Skin Care & Health Tips for Seniors

As we age, our skin undergoes many changes. We’re not referring to fine lines and wrinkles, rather changes taking place that make the skin drier, thinner and more fragile. Seniors are more likely to have an increase in itchy, scaly, dry skin as they age as well. These variations can make skin more prone to injuries like bumps, bruises and scrapes that take a considerable amount of time to heal. While these skin changes are common with aging, they also put seniors at risk for skin infections and ulcerations which are very serious conditions. Those who have existing medical conditions like diabetes or kidney disease can experience an even greater degree of skin problems.

It is very important that seniors take care of their skin because they are more susceptible to skin infection and other skin diseases. Here are some tips to help seniors protect their skin, and to make them look and feel better about themselves…

  1. Many seniors suffer from dry skin. This oftentimes occurs on the lower arms and legs as well as the elbows. Taking warm, not hot, baths or showers and the daily use of a moisturizer should improve dryness. There are many ointments, creams and lotions on the market, test several to find what you like best. If your skin is still very dry and itchy, consult with a doctor.

» **RECORDS SUPPLIED**:
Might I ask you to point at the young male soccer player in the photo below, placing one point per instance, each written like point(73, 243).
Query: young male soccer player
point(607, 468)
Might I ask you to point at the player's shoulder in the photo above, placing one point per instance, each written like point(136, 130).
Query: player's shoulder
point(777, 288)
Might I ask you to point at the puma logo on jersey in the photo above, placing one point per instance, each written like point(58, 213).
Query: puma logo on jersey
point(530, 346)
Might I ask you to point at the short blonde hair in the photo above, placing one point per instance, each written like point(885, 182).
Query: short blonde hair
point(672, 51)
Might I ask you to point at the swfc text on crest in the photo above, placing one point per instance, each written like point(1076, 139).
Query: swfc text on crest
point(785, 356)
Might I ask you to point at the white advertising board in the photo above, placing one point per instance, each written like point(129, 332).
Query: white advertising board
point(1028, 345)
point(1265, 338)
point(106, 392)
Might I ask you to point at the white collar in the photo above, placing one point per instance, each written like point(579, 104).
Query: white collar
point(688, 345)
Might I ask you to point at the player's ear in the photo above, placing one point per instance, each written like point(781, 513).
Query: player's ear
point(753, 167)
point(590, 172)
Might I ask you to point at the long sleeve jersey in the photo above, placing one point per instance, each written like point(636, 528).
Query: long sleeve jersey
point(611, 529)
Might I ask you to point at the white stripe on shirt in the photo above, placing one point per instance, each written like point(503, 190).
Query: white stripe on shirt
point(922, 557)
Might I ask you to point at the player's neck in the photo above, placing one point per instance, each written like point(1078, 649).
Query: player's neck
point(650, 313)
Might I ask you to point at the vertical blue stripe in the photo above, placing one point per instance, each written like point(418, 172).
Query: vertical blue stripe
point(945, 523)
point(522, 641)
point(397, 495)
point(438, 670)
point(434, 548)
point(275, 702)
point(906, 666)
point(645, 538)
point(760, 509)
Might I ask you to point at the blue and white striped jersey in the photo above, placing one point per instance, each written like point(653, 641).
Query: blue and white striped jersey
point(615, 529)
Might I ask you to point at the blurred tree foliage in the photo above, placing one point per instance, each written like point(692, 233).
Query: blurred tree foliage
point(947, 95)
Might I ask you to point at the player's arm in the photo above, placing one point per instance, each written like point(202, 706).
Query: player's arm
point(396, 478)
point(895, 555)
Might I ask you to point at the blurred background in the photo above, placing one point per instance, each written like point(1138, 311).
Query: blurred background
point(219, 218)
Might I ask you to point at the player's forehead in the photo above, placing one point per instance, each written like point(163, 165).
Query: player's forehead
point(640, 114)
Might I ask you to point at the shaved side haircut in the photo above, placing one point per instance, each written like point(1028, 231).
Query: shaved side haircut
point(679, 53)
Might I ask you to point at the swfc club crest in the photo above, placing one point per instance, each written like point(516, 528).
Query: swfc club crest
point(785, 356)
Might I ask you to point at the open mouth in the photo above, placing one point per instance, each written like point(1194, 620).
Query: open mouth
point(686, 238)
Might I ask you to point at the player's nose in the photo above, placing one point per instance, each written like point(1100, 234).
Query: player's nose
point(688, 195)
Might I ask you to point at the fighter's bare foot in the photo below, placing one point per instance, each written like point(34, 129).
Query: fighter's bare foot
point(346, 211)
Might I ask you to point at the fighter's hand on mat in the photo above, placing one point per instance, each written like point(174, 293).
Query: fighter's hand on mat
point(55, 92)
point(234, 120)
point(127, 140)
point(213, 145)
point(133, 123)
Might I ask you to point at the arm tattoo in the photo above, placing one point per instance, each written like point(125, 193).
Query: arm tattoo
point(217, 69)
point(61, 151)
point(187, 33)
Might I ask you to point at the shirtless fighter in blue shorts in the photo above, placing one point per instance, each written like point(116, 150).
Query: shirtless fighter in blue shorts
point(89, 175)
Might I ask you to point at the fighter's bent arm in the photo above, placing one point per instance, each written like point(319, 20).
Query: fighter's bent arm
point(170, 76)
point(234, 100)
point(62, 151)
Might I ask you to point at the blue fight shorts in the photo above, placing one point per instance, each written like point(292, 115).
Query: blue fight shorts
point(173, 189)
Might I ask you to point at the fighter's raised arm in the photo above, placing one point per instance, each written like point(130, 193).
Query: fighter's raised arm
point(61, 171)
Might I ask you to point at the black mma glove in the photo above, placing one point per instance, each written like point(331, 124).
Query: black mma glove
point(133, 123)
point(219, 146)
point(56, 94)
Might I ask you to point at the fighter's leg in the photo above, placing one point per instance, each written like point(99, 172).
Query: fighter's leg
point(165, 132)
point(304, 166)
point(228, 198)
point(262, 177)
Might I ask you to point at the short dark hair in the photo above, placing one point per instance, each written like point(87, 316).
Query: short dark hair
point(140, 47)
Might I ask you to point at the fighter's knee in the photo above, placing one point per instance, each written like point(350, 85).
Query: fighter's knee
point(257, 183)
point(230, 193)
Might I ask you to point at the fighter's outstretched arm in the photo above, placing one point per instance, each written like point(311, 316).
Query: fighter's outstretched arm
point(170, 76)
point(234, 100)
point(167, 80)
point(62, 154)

» **REQUIRED TASKS**:
1. Answer these questions from the skin care tips for seniors:
(a) Which existing medical conditions does the text name as bringing an even greater degree of skin problems?
(b) On what parts of the body does dry skin oftentimes occur?
(c) What water temperature does the text recommend for baths or showers?
2. Write the next part of the skin care tips for seniors, starting with a second numbered tip.

» **RESPONSES IN ORDER**:
1.
(a) Diabetes or kidney disease.
(b) The lower arms and legs, as well as the elbows.
(c) Warm, not hot.

2.
  2. Be mindful of time spent outside. The sun is typically brightest between 10 a.m. and 4 p.m., and some might say to avoid being outside during these times. However, it’s perfectly fine to go outside, just wear sunscreen and protective clothing. Apparel like a wide-brimmed hat, sunglasses and light-colored, loose-fitting clothing that covers the arms and legs will block harmful rays.
  3. Regularly check your skin for changes and abnormalities. Keep an eye out for new moles, ones that have changed in shape, size or color, moles that bleed and other sores that do not heal. These may be warning signs of something more serious, and it’s recommended to consult with a doctor for further examination.
  4. Keep an eye out for bruising. Since there is a gradual loss of fat and connective tissue as we get older, the blood vessels are not supported as well and are more susceptible to injury. The skin is also thinner and more fragile so it’s prone to bruise easily. Seniors typically see an increase in bruises on their arms and legs. Some health conditions and medications can cause bruising, but if bruising occurs on areas always covered by clothing, check with a doctor.